### Task item
From the data below, restate every line word for word.

(Source records)

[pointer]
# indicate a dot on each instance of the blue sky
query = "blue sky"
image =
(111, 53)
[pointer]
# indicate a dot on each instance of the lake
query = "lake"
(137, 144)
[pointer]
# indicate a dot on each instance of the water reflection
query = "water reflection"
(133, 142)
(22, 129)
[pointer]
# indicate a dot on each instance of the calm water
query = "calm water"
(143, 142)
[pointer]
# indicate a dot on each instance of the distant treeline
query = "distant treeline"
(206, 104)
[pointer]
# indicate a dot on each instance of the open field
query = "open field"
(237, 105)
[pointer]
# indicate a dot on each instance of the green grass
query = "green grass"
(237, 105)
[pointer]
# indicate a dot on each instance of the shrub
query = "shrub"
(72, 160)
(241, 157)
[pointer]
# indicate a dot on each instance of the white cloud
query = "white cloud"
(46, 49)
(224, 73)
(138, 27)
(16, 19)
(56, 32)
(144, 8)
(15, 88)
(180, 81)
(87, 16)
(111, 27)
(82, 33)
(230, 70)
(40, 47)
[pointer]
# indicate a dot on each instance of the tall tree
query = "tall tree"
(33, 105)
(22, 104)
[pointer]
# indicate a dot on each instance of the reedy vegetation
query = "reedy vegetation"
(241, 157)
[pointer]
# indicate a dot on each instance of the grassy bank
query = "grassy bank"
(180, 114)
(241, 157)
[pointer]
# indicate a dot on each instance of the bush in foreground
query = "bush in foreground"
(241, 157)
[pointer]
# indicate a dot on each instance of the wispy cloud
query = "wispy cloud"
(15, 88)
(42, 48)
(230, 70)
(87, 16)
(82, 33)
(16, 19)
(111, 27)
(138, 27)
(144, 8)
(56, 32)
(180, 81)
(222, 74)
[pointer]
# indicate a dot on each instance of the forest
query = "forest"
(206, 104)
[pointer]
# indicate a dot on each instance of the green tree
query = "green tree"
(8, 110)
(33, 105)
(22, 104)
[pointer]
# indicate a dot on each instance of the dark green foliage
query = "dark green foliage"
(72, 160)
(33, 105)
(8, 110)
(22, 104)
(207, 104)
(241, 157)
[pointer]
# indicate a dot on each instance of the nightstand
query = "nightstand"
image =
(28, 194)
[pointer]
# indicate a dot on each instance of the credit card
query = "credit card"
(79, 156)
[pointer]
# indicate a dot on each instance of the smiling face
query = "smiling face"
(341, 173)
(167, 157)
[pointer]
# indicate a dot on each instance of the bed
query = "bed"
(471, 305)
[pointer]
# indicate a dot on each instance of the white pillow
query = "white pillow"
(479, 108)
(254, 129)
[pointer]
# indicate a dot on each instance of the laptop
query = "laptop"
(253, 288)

### Task answer
[pointer]
# indicate a dot on each instance of the blue sky
query = "blue sky"
image =
(111, 53)
[pointer]
# indicate a dot on each instance of the lake
query = "lake"
(137, 144)
[pointer]
# indicate a dot on each instance of the water reflection
query = "water reflection"
(133, 142)
(22, 129)
[pointer]
# indicate a dot on each instance of the calm water
query = "calm water"
(143, 142)
[pointer]
# indicate a dot on each instance of the distant treeline
query = "distant treeline"
(206, 104)
[pointer]
# indicate a dot on each instance of the open field
query = "open field"
(237, 105)
[pointer]
# indicate a dot on each instance of the green grass
query = "green grass"
(237, 105)
[pointer]
# indicate a dot on each instance of the shrub
query = "shrub"
(72, 160)
(241, 157)
[pointer]
# indicate a dot on each instance of the white cloud
query = "white cloud"
(46, 49)
(224, 73)
(138, 27)
(16, 19)
(56, 32)
(144, 8)
(15, 88)
(180, 81)
(87, 16)
(111, 27)
(82, 33)
(230, 70)
(40, 47)
[pointer]
# indicate a dot on each instance of the tall tree
query = "tall tree"
(33, 105)
(22, 104)
[pointer]
# indicate a dot on each instance of the reedy vegetation
query = "reedy vegetation"
(241, 157)
[pointer]
# indicate a dot on each instance of the grassy bank
query = "grassy bank"
(180, 114)
(241, 157)
[pointer]
# indicate a dot on each instance of the bush in foreground
query = "bush in foreground"
(241, 157)
[pointer]
# indicate a dot on each instance of the wispy cloud
query = "wispy cloud"
(15, 88)
(42, 48)
(230, 70)
(87, 16)
(82, 33)
(16, 19)
(111, 27)
(138, 27)
(144, 8)
(56, 32)
(180, 81)
(222, 74)
[pointer]
# indicate a dot on each instance of the forest
query = "forest"
(206, 104)
[pointer]
# indicate a dot on each instance of the green tree
query = "green tree"
(8, 110)
(33, 105)
(22, 104)
[pointer]
# indicate a dot on each instance of the dark green foliage
query = "dark green foliage"
(72, 160)
(33, 105)
(8, 110)
(22, 104)
(207, 104)
(241, 157)
[pointer]
# indicate a dot on each instance of the nightstand
query = "nightstand"
image =
(28, 194)
[pointer]
# indicate a dot on each instance of the credit card
query = "credit card"
(79, 156)
[pointer]
# indicate a dot on each instance of the smiling face
query = "smiling face"
(341, 173)
(167, 157)
[pointer]
# indicate a dot on each instance of the bed
query = "bed"
(471, 305)
[pointer]
# indicate a dot on each instance of the white pillow
query = "white pillow"
(479, 108)
(254, 129)
[pointer]
# indicate a dot on each instance of the laptop
query = "laptop"
(253, 288)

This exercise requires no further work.